### WRITTEN TASK A
Could you give the entries again, from the line containing "of the blue" through the line containing "pixel 238 76", with "jeans" renamed to "denim pants" and everything else left unchanged?

═════ SUPPLIED TEXT ═════

Following sections (54-99)


1.(↑)   Gaius Aquilius Gallus was a well-known jurist and a pupil of Q. Mucius Scaevola. He is highly praised by Cicero (Pro Caecina, xxvii. 77), with whom he was praetor in 66. He is often cited in the Digest, published certain formulae, and was also one of the judges in the trial of Caecina.

2.(↑)   Hortensius (Quintus H. Hortalus, 114-50 B.C.) the famous advocate and rival of Cicero. In the civil war he joined Sulla and strongly supported the aristocratical party,

3.(↑)   It is not certain who Junius was, nor is anything known of this legation or commission.

4.(↑)   Or, "it is difficult to see what results (how much industry) can be expected." Cicero means that in this case he has little chance of showing his industry.

5.(↑)   These assessors or assistants ('qui tibi in consilio sunt') were chosen by the judge himself and formed his consilium.

6.(↑)   'Caput' often does not mean literally "life" here and elsewhere in this speech, but a man's civil and political rights, which would be lost by 'infamia', if judgement were given against him and his goods sold (the important point).

7.(↑)   i.e. before we have heard the exact charge; see § 33.

8.(↑)   Hortensius was defending Naevius, so Cicero has on right to call him an accusator. 'In' is inserted by Baiter.

9.(↑)   His alleged (according to Cicero) non-appearance to his bail, involving infamia.

═════ SUPPLIED DATA ═════

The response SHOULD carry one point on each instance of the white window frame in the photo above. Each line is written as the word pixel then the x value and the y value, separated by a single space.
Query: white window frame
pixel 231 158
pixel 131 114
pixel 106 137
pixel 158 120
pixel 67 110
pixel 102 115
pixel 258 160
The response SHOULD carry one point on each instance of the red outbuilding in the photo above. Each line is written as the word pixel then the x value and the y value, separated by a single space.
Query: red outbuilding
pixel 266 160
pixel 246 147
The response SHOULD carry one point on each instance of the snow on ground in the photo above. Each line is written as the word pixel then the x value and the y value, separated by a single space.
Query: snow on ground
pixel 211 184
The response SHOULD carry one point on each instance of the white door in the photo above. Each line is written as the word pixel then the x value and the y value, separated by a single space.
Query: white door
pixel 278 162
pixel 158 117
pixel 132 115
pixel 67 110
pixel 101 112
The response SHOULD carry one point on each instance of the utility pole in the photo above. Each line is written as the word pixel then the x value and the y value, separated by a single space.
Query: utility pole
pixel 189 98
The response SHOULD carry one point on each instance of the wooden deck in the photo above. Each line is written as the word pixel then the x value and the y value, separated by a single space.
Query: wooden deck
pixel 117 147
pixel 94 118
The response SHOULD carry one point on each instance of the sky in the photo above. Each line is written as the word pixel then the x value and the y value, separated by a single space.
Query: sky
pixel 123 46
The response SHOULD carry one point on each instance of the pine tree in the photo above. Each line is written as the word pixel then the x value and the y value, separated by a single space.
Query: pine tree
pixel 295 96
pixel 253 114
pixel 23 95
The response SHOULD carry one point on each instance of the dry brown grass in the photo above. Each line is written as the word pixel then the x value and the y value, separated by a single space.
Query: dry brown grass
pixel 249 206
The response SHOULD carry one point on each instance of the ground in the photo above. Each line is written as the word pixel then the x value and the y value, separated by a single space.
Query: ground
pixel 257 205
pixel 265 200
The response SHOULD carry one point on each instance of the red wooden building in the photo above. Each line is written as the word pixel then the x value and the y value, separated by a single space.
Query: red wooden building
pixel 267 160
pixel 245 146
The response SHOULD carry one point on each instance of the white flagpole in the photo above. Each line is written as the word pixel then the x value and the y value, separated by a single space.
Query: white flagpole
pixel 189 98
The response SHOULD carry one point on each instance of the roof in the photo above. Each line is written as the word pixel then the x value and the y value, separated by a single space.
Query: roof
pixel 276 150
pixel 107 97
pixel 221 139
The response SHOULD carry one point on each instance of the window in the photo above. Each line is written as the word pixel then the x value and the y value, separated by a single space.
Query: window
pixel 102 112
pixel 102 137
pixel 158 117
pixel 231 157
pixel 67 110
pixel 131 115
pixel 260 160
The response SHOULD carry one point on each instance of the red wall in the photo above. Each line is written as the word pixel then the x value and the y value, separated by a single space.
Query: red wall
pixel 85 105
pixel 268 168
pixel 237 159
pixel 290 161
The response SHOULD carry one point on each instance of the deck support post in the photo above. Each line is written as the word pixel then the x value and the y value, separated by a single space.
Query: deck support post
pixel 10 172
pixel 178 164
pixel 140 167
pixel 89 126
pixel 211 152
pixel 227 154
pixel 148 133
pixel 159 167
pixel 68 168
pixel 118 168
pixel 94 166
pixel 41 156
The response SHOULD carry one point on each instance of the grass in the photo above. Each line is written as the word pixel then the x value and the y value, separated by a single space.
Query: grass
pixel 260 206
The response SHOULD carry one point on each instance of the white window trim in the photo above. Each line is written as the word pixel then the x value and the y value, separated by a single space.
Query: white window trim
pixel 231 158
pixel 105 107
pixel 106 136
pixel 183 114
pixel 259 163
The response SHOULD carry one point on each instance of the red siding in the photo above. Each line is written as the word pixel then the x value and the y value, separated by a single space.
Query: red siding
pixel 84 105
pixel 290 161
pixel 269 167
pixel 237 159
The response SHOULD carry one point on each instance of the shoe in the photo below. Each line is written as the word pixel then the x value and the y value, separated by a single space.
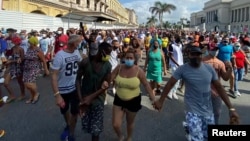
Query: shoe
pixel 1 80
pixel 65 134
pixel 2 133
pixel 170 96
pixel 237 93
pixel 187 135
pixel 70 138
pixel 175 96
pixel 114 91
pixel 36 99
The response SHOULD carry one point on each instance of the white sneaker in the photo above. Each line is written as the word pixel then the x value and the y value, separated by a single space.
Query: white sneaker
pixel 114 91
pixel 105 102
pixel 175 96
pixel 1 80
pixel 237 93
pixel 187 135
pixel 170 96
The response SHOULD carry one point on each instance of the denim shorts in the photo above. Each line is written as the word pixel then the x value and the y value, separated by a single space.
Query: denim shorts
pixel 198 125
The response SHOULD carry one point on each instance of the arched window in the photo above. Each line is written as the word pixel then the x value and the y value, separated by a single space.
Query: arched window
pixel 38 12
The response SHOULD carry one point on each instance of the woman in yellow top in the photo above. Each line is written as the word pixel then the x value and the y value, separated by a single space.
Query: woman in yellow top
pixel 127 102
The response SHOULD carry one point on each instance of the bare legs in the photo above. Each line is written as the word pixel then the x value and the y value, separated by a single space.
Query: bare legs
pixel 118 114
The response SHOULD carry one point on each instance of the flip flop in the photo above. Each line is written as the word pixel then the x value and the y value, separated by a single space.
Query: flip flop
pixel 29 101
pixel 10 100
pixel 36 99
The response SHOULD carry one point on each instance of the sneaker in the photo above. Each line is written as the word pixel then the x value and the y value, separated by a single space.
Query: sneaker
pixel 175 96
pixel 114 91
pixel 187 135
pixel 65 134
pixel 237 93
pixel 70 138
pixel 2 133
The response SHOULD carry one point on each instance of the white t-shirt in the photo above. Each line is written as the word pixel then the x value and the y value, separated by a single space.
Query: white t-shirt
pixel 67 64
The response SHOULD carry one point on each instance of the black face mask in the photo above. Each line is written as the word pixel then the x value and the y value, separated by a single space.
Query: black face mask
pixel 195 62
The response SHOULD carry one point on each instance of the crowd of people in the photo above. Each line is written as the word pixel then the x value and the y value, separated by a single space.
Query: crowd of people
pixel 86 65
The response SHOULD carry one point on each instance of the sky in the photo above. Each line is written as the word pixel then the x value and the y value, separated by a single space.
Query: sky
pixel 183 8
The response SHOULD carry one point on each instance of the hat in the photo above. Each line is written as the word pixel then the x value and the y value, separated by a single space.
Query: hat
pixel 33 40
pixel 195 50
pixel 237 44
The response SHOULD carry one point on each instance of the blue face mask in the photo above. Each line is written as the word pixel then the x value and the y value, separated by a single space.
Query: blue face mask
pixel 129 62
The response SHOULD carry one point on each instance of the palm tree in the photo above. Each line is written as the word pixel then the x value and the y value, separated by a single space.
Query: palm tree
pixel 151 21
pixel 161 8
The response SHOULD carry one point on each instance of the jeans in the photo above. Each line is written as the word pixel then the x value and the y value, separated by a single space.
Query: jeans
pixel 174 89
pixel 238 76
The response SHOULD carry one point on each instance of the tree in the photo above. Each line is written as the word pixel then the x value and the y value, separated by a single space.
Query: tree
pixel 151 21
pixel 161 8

═════
═════ SUPPLIED DATA ═════

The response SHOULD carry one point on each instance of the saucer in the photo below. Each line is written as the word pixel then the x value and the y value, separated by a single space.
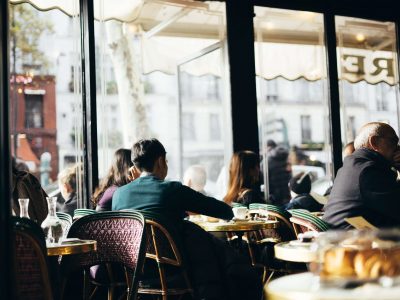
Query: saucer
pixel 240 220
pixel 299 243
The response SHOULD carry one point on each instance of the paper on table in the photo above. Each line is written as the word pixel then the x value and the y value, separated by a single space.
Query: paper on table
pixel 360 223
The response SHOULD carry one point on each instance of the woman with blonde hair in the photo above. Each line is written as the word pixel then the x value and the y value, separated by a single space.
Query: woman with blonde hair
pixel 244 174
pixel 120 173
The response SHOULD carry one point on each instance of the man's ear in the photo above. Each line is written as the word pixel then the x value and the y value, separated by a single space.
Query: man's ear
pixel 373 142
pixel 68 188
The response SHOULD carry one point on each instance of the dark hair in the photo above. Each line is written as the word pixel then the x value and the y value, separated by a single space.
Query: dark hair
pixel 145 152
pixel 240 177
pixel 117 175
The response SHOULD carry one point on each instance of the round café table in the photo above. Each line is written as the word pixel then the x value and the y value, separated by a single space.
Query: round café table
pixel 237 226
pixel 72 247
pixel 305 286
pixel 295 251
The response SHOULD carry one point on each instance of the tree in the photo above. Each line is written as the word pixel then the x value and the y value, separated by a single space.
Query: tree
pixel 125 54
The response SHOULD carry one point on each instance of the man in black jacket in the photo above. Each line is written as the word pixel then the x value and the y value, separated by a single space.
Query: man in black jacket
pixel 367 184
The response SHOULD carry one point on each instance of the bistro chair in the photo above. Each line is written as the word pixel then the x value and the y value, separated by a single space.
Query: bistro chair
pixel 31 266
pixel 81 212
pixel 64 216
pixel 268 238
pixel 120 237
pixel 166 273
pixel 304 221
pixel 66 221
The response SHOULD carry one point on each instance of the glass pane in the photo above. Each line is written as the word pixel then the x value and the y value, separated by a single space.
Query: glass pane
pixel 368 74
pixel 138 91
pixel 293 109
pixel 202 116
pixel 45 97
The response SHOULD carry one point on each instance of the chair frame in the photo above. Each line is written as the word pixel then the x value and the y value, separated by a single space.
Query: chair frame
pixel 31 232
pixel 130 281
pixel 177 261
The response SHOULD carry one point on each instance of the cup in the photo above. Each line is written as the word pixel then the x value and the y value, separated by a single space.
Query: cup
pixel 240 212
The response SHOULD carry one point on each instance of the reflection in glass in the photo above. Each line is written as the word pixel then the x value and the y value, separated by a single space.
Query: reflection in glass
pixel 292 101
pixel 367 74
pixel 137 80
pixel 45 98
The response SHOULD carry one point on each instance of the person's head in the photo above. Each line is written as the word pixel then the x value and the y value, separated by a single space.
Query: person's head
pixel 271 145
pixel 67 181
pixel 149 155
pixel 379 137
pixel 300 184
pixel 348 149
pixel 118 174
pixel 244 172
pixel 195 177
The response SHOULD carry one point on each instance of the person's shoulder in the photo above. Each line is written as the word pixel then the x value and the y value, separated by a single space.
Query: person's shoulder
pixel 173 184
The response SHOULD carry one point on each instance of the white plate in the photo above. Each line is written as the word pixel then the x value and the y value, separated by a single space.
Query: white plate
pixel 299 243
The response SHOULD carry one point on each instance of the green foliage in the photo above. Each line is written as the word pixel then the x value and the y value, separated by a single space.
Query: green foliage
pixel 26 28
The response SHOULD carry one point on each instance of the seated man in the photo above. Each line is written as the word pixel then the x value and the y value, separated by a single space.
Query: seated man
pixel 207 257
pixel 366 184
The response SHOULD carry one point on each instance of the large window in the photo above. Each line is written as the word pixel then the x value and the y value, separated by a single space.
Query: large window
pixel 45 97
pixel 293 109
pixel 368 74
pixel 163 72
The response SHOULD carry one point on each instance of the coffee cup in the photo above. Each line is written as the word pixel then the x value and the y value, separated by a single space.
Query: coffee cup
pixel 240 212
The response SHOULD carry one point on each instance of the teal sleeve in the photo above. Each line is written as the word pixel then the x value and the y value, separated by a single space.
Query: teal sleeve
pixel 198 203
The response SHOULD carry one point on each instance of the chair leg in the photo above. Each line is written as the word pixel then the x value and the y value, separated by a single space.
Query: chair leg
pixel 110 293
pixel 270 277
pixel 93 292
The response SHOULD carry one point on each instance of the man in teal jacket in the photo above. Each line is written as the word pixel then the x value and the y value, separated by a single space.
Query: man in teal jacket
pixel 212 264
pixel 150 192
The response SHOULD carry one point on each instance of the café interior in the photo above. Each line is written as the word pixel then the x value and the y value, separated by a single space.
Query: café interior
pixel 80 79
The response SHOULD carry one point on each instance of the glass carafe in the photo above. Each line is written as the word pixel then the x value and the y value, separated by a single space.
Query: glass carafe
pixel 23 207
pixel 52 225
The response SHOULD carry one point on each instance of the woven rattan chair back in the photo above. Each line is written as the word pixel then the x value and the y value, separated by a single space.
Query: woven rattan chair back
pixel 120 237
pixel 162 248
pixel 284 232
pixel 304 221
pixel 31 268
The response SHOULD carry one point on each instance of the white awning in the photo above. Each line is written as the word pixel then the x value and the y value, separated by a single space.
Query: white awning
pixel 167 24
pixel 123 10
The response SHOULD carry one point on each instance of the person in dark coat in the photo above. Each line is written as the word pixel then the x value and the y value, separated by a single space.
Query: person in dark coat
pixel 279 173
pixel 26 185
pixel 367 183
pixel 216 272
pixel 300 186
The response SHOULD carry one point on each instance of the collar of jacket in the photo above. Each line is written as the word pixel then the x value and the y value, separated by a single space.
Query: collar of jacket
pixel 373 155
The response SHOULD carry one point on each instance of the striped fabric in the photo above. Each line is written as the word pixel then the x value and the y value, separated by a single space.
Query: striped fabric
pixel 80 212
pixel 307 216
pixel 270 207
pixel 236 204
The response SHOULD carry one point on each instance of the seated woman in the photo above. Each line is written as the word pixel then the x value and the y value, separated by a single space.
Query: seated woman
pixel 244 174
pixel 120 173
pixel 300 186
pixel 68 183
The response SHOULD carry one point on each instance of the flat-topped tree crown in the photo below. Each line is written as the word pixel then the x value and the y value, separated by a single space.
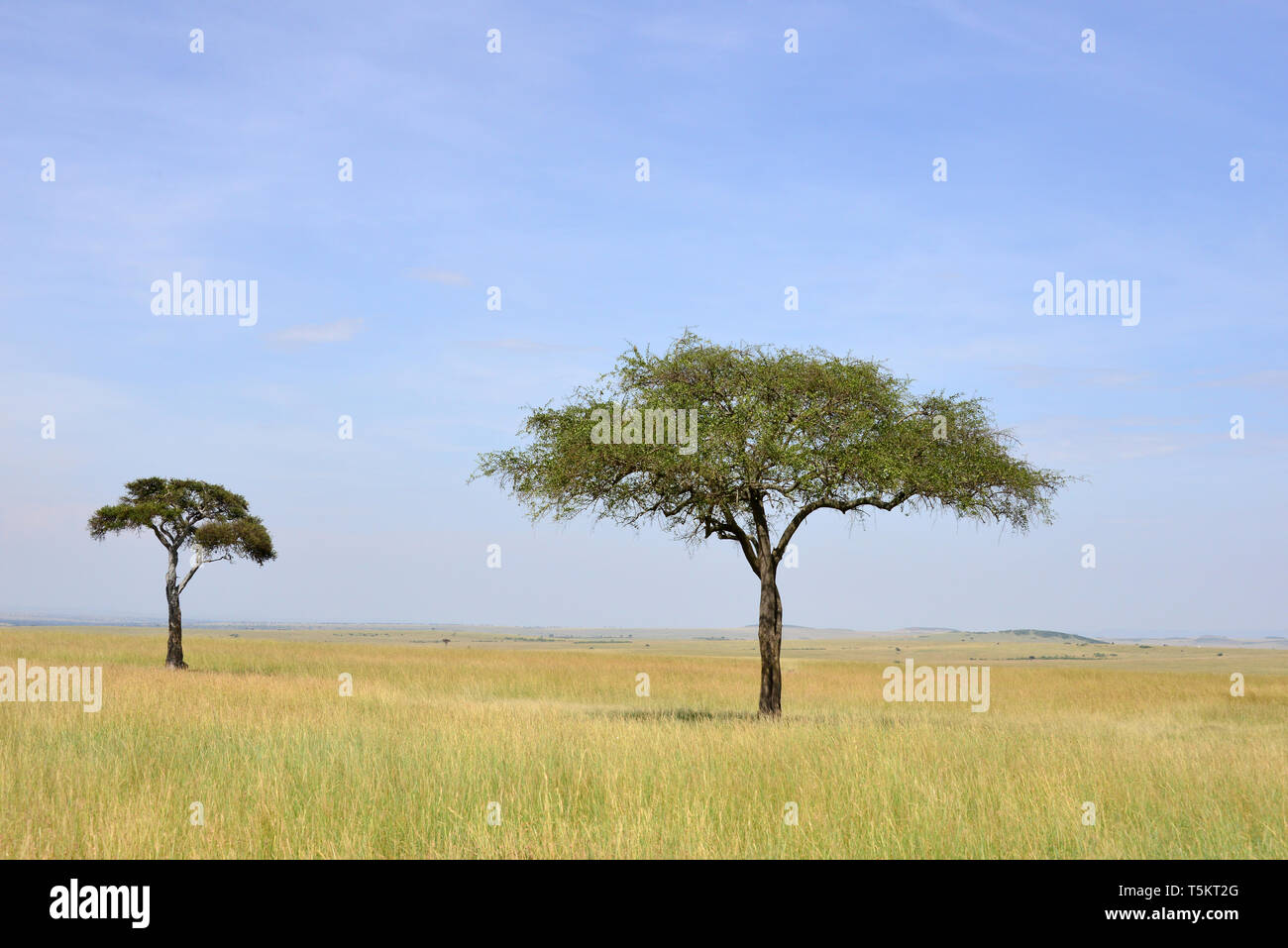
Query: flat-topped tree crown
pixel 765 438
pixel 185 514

═════

### WRITTEN TASK B
Can you condense the note in the numbered notes that begins "Gaius Aquilius Gallus was a well-known jurist" into a short list of its main facts?

### TASK RESPONSE A
The response SHOULD carry one point on each instance of the blue face mask in the photo above. Each line is written as the word pixel then the x value and the y value, separated by a single space.
Query: blue face mask
pixel 129 62
The response SHOULD carry one point on each instance of the palm tree in the photo above. Each line is written as the word pixel then the x value and the y value, separated by a single space.
Query: palm tree
pixel 151 21
pixel 161 8
The response SHOULD carry one point on each instance of the denim pants in the photo above. Each line is written as the word pixel then the x value and the y value, separated by a single space.
Query: denim pants
pixel 174 89
pixel 238 76

### TASK RESPONSE B
- Gaius Aquilius Gallus: well-known jurist, pupil of Q. Mucius Scaevola
- Highly praised by Cicero (Pro Caecina, xxvii. 77), with whom he was praetor in 66
- Often cited in the Digest
- Published certain formulae
- One of the judges in the trial of Caecina